___ TEXT PASSAGE
Between The Monster And The Mission:American Foreign Policy on The Horns of A Dilemma

by
Prof. Ali A. Mazrui, Director, Institute of Global Cultural Studies

and

Albert Schweitzer Professor in the Humanities,
Binghamton University
State University of New York at
Binghamton, New York USA
Albert Luthuli Professor-at-Large,
University of Jos, Jos, Nigeria
Andrew D. White Professor-at-Large Emeritus
and Senior Scholar in Africana Studies
Cornell University, Ithaca, New York, USA
Chair, Center for the Study of Islam and Democracy Washington, D.C.

Presentation in the series "The USA: As Others See Us - A Dialogue", June 24, 2002, University Theater, Yale University, as part of the Seventh International Festival of Arts and Ideas, New Haven, Connecticut. [The festival lasted from June 13 to June 30, 2002]

A major historic transformation which is needed in American foreign policy is a shift from a monster- driven foreign policy to a mission-driven foreign policy. There has been a dichotomizing quality in U.S. policy-formation which has tended to divide the world between believers (on the side of the United States) and unbelievers (usually associated with either evil personified like Saddan Hussein or Fidel Castro or evil ideologised like communism or so-called Islamic fundamentalism).

It is not clear whether this dichotomizing tendency in American foreign policy goes back to the frontier culture between friends and foes, or between cowboys and Indians. But the tendency has been obstinate in American foreign policy for at least a century. George W. Bush re-articulated it afresh in his first State of the Union Address when he declared to the world: "You are either with us or against us." For George W. Bush there was no neutral ground.

Monster driven foreign policy is inspired by the pursuit of a dragon - the need for an enemy as an organizing principle. Mission-driven foreign policy seeks to improve the human condition, however defined. Since the United States emerged from its policy of isolationism - and especially since World War I - American foreign policy has been primarily monster-driven.

There was World War I, and the United States' belated involvement in it. There was the aftermath of the Russian Revolution of 1917 when the United States was at first profoundly ambivalent between retreating back to isolationism or take on the communist monster.

There was also Pearl Harbor and the Nazis - Monsters of the East and of the West in World War II. There was the Cold War from the late 1940s to almost the end of the 20th century - the "Monsterous" Warsaw Pact pitted against the "freedom-loving" North Atlantic Treaty Organization.

And now there is Usama bin Laden, Al- Qaeda and the War on terrorism. Once again the Enemy, the Dragon, the Monster outside has become the organizing principle of American Foreign Policy.

Of course some American Presidents have had mission-driven domestic policies even if they had at the same time monster-driven foreign policies. Lyndon Johnson had a superb mission of civil rights domestically - but in foreign policy he escalated the Vietnam War even when he knew it was a war the United States could not win. From his telephone tapes we now know how early Johnson realized that Vietnam was a lost cause.

Franklin D. Roosevelt's New Deal was an outstanding and historic domestic mission - but Roosevelt was so obsessed with external monsters that he locked up Japanese Americans ostensibly as a security measure against the outer monsters.

The only U.S. President since World War II who was more mission-driven than monster-driven was Jimmy Carter. He was a decent man trying to do the right thing under the pressures of the most powerful office on earth. He tried to make Human Rights a real foreign policy platform. However, he was too decent a man to be re-elected President of the United States.
______
___ DATA PROVIDED
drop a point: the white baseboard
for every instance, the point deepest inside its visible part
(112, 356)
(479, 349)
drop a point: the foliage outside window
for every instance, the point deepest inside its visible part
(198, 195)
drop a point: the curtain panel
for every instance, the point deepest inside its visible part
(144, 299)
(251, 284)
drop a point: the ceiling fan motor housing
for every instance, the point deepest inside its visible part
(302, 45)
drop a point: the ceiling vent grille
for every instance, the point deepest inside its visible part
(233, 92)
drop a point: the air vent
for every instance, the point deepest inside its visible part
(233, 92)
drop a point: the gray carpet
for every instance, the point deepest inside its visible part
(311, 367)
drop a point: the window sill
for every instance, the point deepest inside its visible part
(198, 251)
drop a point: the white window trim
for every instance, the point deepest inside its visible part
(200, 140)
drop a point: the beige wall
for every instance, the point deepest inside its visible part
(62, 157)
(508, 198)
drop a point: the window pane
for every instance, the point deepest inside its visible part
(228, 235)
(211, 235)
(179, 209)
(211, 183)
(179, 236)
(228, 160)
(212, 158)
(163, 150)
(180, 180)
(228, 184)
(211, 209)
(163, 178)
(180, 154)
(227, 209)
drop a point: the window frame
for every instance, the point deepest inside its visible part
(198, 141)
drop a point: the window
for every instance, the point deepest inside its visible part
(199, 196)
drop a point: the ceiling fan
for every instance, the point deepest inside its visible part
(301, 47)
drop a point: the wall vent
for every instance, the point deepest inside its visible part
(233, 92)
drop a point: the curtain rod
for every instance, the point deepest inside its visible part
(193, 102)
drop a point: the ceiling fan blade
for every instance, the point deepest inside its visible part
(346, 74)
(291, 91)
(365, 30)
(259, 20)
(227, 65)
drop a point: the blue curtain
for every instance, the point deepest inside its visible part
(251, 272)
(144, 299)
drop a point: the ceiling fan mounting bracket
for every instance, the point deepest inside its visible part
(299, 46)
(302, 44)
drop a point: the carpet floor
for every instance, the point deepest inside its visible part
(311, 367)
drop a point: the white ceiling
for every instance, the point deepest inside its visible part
______
◆ WHAT TO WORK ON:
**a)** In the foreign policy essay, rename "Lyndon Johnson" as "Lyndon B. Johnson" in the passage starting with "Of course some" and going on through "a lost cause.", and write that passage out.
**b)** Go on with the foreign policy essay from its last sentence.
The listing can be left aside.

◆ OUTPUTS:
**a)**
Of course some American Presidents have had mission-driven domestic policies even if they had at the same time monster-driven foreign policies. Lyndon B. Johnson had a superb mission of civil rights domestically - but in foreign policy he escalated the Vietnam War even when he knew it was a war the United States could not win. From his telephone tapes we now know how early Johnson realized that Vietnam was a lost cause.

**b)**
Israeliphilia and Americophobia

It is possible to argue that the only genuine mission of the United States' foreign policy is the American commitment to the State of Israel since the second half of the twentieth century. That commitment has often gone against the national interest of the United States. For example, it often makes the politics of oil supplies more militarized than they need be.

American commitment to Israel is the greatest single source of anti-Americanism in the Arab world and in much of the Muslim world. About a billion Muslims in the world - who might otherwise be mesmerized by the United States - are either ambivalent or passionately anti-American.

Uncritical Israeliphilia in the United States creates uncompromising Americophobia in much of the rest of the world. Excessive American tolerance of Israeli international arrogance earns the United States considerable hostility to itself.

The government of Israel as an occupying power has become the most unpopular regime in the world since the days of apartheid in South Africa. This is evident not just in newspapers in developing countries, but also in the media in Western Europe.

The military cost of uncritical defense of Israel is not just what the American taxpayer donates to the Israeli budget every year. From now on the military cost of uncritical support of Israel will continue to be our vulnerability to international terrorism - and the billions of dollars we are going to pay to protect ourselves from the consequences of being hated so passionately.

The national interest of the United States and the national interest of the State of Israel are diverging more and more. Israeli sadism against others is generating new "monsters" against the United States.

This is quite apart from the impact of uncritical Israeliphilia on American democracy. If the atrocities of September 11 are partly the consequence of despair and rage generated by the Arab-Israeli conflict, our civil liberties are now being curtailed domestically as a consequence of September 11.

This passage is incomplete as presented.